# 提供された抜粋:
━━━━━━━━━━━━━━━━━━━━
専門家執筆Q&A
賃貸経営の法律Q&A

賃貸経営の法律Q&A

賃貸経営の法律
Q&A

弁護士
銀座第一法律事務所
大谷 郁夫

賃貸経営に関する法律について、現在、賃貸経営を営まれている方はもちろんこれから賃貸経営を始めようとお考えの方に知っていただきたいポイントをわかりやすく解説しています。

賃貸経営に関する法律をQ&A形式で解説しています。

契約の更新

Q
賃貸借契約の契約期間について、何か法律上制限はありますか。
A
1.普通建物賃貸借契約について

普通建物賃貸借契約においては、契約期間の最短は1年と定められており、これより短い期間を定めた場合は、期間の定めがない契約とみなされます。
従って、普通建物賃貸借契約においては、たとえば契約書に契約期間を6か月と定めても効力が認められず、そのような契約は、期間の定めのないものとされます。
また、賃貸借契約の存続期間の上限は、民法第604条において20年と定められていますが、建物の賃貸借には、借地借家法が適用され、借地借家法は、「民法第604条の規定は、建物の賃貸借には適用しない。」と定めています。
従って、建物の賃貸借については、民法第604条は適用されず、20年を超える契約期間を定めても有効です。
━━━━━━━━━━━━━━━━━━━━
# 提供された資料:
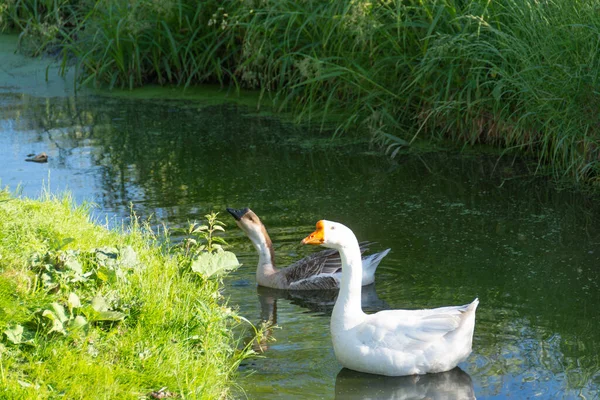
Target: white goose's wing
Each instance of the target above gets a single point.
━━━━━━━━━━━━━━━━━━━━
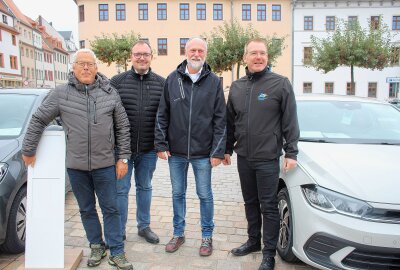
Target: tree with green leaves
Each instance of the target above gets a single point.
━━━━━━━━━━━━━━━━━━━━
# 実施する作業:
1/ 賃貸経営の法律Q&Aによると、民法第604条は賃貸借契約の存続期間の上限を何年と定めていますか。
2/ 賃貸経営の法律Q&Aのうち、「また、賃貸借契約の存続期間の上限は」で始まる段落を、主な事実を残して短く書き直してください。
3/ 賃貸経営の法律Q&Aから、「賃貸経営に関する法律について」で始まり「用しない。」と定めています。」で終わる部分を、一字一句変えずに書き出してください。

# 各作業の回答:
1/ 20年です。

2/ 民法第604条は賃貸借の存続期間の上限を20年としているが、建物の賃貸借には借地借家法が適用され、同法は民法第604条を建物の賃貸借に適用しないと定めている。

3/
賃貸経営に関する法律について、現在、賃貸経営を営まれている方はもちろんこれから賃貸経営を始めようとお考えの方に知っていただきたいポイントをわかりやすく解説しています。

賃貸経営に関する法律をQ&A形式で解説しています。

契約の更新

Q
賃貸借契約の契約期間について、何か法律上制限はありますか。
A
1.普通建物賃貸借契約について

普通建物賃貸借契約においては、契約期間の最短は1年と定められており、これより短い期間を定めた場合は、期間の定めがない契約とみなされます。
従って、普通建物賃貸借契約においては、たとえば契約書に契約期間を6か月と定めても効力が認められず、そのような契約は、期間の定めのないものとされます。
また、賃貸借契約の存続期間の上限は、民法第604条において20年と定められていますが、建物の賃貸借には、借地借家法が適用され、借地借家法は、「民法第604条の規定は、建物の賃貸借には適用しない。」と定めています。